EXERCISE INSTRUCTIONS ▸ Copy the records below word for word, from the line containing "of the green" through the line containing "296), (224, 302)]", including both of those lines.

EXERCISE MATERIALS ▸
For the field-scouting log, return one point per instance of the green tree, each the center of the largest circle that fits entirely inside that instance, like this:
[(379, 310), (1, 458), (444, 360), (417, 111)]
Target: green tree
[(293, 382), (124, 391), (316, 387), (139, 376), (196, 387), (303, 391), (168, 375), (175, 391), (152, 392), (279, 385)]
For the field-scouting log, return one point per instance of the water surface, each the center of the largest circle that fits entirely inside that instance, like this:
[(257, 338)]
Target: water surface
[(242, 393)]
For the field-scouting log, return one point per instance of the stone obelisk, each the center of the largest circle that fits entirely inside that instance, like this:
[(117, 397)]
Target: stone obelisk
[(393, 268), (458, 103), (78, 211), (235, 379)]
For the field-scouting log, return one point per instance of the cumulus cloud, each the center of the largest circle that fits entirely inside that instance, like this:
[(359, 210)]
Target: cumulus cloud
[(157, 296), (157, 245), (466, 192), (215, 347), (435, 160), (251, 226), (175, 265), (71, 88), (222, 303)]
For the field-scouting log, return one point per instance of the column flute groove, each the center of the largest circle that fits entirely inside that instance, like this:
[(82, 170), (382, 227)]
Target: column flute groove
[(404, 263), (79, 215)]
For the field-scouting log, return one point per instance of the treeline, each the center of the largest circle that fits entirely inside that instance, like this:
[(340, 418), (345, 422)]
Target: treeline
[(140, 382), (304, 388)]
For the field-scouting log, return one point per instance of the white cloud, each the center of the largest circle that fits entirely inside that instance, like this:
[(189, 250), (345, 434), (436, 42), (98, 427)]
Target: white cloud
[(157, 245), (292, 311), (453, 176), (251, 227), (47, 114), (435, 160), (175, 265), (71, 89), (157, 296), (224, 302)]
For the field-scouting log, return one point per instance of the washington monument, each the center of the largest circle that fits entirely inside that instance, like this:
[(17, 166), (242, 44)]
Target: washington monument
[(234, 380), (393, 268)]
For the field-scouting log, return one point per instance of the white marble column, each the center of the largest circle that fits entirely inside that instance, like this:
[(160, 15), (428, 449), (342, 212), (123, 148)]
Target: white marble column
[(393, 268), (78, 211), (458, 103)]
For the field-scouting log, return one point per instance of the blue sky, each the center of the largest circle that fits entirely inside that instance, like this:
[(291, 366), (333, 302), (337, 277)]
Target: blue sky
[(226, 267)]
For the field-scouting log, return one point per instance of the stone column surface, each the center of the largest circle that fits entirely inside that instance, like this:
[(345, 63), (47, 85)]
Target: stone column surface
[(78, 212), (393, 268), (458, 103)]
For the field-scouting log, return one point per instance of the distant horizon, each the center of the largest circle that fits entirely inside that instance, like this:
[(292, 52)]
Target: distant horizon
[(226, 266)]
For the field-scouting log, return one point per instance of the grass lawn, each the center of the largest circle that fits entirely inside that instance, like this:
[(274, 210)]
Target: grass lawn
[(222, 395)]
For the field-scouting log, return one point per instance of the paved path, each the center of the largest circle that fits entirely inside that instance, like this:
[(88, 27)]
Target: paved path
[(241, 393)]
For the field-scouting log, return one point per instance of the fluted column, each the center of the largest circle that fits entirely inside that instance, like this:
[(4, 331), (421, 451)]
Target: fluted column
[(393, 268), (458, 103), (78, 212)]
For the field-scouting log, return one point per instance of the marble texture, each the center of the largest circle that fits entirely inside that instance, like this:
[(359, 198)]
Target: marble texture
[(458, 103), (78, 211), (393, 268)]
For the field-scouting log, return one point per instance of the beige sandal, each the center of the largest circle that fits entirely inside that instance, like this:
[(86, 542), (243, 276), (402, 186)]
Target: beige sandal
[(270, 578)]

==

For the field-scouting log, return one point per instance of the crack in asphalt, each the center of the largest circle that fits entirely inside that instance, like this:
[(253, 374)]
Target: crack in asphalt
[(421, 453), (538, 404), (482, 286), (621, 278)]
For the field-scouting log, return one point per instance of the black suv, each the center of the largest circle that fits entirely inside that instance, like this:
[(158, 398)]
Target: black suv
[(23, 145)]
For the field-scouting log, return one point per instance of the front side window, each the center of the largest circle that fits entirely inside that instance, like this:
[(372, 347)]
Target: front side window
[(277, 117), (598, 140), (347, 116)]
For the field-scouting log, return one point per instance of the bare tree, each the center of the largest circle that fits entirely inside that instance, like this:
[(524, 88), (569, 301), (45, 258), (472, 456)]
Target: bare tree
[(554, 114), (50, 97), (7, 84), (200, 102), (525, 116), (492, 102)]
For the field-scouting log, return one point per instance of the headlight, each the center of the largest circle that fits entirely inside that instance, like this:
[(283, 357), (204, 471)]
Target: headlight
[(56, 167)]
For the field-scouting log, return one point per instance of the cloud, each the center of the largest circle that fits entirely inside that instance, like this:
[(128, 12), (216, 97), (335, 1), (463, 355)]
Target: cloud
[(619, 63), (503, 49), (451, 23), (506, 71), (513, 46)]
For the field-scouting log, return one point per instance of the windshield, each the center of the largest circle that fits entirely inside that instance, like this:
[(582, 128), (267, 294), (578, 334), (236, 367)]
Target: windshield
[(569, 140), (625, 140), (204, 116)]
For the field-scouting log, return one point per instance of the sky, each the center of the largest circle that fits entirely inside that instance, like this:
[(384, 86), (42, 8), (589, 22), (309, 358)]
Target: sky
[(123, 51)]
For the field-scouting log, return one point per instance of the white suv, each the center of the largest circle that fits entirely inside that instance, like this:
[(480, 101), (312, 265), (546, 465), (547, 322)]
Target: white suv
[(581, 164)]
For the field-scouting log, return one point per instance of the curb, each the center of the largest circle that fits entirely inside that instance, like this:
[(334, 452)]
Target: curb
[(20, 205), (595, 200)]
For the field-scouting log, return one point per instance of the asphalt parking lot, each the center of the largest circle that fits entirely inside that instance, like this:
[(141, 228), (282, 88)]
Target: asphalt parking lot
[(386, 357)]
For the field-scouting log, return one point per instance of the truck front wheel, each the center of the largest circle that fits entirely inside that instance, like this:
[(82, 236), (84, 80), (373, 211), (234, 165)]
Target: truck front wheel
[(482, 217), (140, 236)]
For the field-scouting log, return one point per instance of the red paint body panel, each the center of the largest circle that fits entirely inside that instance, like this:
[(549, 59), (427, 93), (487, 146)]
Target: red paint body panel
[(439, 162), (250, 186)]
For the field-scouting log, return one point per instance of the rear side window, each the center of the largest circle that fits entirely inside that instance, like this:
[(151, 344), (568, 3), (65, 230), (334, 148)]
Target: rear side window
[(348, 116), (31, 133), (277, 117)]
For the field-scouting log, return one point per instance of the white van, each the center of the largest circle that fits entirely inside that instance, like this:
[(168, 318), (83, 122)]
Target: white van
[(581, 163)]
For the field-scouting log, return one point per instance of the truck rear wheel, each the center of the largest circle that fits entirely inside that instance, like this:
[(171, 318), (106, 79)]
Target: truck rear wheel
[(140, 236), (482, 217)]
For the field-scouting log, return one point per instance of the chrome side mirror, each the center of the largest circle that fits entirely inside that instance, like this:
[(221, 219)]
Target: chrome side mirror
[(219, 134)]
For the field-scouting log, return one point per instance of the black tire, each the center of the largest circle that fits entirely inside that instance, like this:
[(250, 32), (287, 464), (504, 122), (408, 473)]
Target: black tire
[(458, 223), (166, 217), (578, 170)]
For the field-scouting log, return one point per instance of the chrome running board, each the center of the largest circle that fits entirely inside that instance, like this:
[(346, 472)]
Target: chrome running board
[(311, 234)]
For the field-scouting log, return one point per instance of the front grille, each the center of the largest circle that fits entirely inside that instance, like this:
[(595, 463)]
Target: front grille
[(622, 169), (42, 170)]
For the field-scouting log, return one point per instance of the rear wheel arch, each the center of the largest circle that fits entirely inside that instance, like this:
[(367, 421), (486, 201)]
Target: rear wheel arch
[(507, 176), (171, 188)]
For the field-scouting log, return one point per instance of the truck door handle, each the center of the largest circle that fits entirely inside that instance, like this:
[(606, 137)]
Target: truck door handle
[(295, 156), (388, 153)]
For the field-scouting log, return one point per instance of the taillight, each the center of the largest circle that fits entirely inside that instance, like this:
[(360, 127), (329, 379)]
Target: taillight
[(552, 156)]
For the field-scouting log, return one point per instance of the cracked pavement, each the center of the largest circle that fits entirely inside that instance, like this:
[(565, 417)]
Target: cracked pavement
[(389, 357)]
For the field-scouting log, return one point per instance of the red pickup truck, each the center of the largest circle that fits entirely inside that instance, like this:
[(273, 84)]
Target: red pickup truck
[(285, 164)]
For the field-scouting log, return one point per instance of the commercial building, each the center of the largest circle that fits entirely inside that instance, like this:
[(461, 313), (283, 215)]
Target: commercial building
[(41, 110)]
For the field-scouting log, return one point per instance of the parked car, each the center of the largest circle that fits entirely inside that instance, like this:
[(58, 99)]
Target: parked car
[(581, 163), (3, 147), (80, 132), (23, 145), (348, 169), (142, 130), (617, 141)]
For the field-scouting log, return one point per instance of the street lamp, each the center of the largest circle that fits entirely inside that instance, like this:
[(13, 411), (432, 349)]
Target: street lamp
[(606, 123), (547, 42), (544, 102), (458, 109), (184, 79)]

EXERCISE OUTPUT ▸
For the field-scouting log, return one point per instance of the green tree, each the center of the largest circle that fits entirely inside that instance, like this:
[(379, 310), (1, 458), (444, 360), (417, 111)]
Target: green tree
[(293, 382), (124, 391), (316, 387), (139, 376), (196, 387), (303, 391), (168, 375), (175, 391), (152, 392), (279, 385)]
For the field-scouting log, return one point per instance of the water surface, each the center of the largest circle that fits entirely inside that instance, like this:
[(257, 338)]
Target: water surface
[(242, 393)]
For the field-scouting log, return one point per instance of the stone obelisk, each the center of the largest circle that fits entirely inside that instance, like this:
[(117, 397)]
Target: stone obelisk
[(393, 268), (458, 103), (78, 211), (235, 379)]
For the field-scouting log, return one point per instance of the cumulus cloud, each the center of the largest circle that fits entirely inside that instance, like this:
[(359, 210)]
Target: cumulus cloud
[(157, 296), (157, 245), (466, 192), (215, 347), (435, 160), (251, 226), (175, 265), (71, 88), (222, 303)]
For the field-scouting log, return one point per instance of the column flute groove, each the center of the largest circle that fits entirely inside that instance, like this:
[(82, 170), (382, 227)]
Target: column flute groove
[(404, 263), (79, 215)]
For the field-scouting log, return one point per instance of the treeline, each the center of the largest circle that fits entirely inside that instance, like this:
[(340, 418), (345, 422)]
Target: treeline
[(140, 382), (304, 388)]
For the field-scouting log, return one point per instance of the white cloud, each the center of the largest circle that fits entirely inside that instance, like this:
[(189, 250), (345, 434), (436, 42), (98, 427)]
Target: white cloud
[(157, 245), (292, 311), (453, 176), (251, 227), (47, 114), (435, 160), (175, 265), (71, 89), (157, 296), (224, 302)]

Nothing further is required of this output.